[Saved data entries]
↓

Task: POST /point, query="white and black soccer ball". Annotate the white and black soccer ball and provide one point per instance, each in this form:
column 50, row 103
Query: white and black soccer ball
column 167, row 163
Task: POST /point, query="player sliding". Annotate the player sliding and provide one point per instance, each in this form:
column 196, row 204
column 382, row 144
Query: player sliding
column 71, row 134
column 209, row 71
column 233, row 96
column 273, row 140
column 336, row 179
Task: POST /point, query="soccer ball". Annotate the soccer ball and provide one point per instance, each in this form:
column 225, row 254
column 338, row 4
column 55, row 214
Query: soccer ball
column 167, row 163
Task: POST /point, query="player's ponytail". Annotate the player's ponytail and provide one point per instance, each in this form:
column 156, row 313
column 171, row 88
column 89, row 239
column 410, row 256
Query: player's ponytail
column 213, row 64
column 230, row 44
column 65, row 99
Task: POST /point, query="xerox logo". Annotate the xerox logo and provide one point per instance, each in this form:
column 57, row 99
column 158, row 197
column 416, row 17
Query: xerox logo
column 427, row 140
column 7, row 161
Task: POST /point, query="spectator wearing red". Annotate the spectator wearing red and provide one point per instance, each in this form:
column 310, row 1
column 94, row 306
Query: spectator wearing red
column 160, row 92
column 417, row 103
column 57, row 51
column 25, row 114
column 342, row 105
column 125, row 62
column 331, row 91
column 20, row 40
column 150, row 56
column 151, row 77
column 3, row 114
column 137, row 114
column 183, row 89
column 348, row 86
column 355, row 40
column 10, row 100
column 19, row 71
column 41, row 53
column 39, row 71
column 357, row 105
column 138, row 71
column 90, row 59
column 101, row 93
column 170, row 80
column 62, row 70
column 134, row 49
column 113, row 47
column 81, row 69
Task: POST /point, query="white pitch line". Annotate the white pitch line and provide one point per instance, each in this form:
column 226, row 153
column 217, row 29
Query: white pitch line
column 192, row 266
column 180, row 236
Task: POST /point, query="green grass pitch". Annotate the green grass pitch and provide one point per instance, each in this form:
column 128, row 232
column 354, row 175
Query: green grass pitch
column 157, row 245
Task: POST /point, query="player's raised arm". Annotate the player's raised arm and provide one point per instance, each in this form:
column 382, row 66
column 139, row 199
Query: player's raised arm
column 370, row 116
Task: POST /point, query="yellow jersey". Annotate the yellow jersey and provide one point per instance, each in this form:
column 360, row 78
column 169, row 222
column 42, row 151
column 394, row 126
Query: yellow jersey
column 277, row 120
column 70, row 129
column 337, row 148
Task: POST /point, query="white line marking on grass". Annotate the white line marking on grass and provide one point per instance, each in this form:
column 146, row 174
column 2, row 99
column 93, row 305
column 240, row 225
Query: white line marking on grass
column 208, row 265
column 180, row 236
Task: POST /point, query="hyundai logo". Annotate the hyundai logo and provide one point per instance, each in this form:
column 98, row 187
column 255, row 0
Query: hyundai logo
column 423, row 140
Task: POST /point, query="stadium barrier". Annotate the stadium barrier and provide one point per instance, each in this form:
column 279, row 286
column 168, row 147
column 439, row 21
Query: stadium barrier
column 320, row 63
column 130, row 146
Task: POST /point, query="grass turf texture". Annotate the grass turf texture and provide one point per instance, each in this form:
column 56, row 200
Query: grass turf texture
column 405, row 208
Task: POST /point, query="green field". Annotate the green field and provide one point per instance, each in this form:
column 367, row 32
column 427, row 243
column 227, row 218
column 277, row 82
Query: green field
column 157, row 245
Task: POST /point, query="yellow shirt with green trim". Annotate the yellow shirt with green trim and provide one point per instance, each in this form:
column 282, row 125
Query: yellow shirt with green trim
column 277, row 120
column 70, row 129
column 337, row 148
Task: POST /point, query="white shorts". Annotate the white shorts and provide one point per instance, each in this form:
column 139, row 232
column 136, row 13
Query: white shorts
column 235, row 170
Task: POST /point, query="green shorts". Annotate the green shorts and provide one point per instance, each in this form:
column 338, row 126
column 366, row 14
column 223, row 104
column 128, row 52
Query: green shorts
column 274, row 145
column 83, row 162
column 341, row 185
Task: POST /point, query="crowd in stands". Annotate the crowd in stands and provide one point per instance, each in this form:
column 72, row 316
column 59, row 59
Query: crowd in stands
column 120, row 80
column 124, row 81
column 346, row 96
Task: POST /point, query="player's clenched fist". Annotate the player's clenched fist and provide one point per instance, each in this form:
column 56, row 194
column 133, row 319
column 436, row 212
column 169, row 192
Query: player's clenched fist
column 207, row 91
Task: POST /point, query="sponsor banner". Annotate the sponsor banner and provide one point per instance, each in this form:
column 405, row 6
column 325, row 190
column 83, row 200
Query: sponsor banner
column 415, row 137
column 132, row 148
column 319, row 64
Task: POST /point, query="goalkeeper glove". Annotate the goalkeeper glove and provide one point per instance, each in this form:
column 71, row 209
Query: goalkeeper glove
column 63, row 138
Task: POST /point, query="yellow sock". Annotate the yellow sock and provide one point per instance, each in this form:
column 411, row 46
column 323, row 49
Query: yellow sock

↑

**What the task asks**
Each line above that includes the word "sock" is to be copied.

**Solution to this problem**
Task: POST /point, query="yellow sock". Annotate the yellow sock and provide one point per instance, each in this form:
Query: yellow sock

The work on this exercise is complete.